▶ [Selected passage]
Tag: Will Drafting
For a will in Ontario to be valid, it must meet the statutory requirements for due execution as outlined in section 4(1) of the Succession Law Reform Act (the “SLRA”). In some cases, however, determining whether these requirements have been met is not always clear-cut. Bayford v. Boese, 2019 ONSC 5663 provides such an example.
In this case, the testator, Bruce Boese (“Bruce”), died in June of 2015. Bruce was the sole owner of a farm he inherited from his parents. He never married and did not have any children. For the past two decades prior to Bruce’s death, his friend, Brenda Bayford (“Brenda”), assisted him with the operation of the farm.
Throughout his lifetime, Bruce executed two wills: one in 1992 and another in 2013. Under the 1992 will, Bruce named his parents as his sole beneficiaries. However, since both of Bruce’s parents had pre-deceased him, his estate would pass on an intestacy to his siblings, with Brian and Rhonda each inheriting 50%. Under the 2013 will, the farm property was to be transferred to Brenda, with the residue being equally divided amongst four children of Bruce’s two siblings. Interestingly, the 2013 will had the word “DRAFT” stamped on every page. Also, there were two versions of the 2013 will: “Version 1” and “Version 2”. Version 1 contained Bruce’s signature but did not contain the signatures of any witnesses. Version 2 contained Bruce’s signatures and the signature of two witnesses, Sophie Gordon (“Sophie”) and Colleen Desarmia (“Colleen”).

▶ [Written exercise] Rewrite the will-execution text from "Tag: Will Drafting" through "such an example.", putting "straightforward" in place of "clear-cut".

▶ [Data rows]
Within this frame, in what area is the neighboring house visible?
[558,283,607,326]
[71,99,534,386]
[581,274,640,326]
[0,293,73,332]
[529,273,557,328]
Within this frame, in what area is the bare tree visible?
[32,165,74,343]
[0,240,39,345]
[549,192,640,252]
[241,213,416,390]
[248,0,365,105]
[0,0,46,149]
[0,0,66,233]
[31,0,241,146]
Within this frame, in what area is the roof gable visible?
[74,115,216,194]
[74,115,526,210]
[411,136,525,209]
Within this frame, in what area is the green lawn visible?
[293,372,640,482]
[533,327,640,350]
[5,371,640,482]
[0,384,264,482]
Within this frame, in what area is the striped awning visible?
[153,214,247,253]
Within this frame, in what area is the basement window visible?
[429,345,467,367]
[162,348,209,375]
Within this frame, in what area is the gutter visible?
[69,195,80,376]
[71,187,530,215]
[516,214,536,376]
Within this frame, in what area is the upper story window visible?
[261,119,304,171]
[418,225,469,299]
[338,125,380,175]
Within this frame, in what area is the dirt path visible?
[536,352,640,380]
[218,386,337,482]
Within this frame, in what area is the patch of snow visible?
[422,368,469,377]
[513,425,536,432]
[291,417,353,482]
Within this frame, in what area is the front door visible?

▶ [Full output]
Tag: Will Drafting
For a will in Ontario to be valid, it must meet the statutory requirements for due execution as outlined in section 4(1) of the Succession Law Reform Act (the “SLRA”). In some cases, however, determining whether these requirements have been met is not always straightforward. Bayford v. Boese, 2019 ONSC 5663 provides such an example.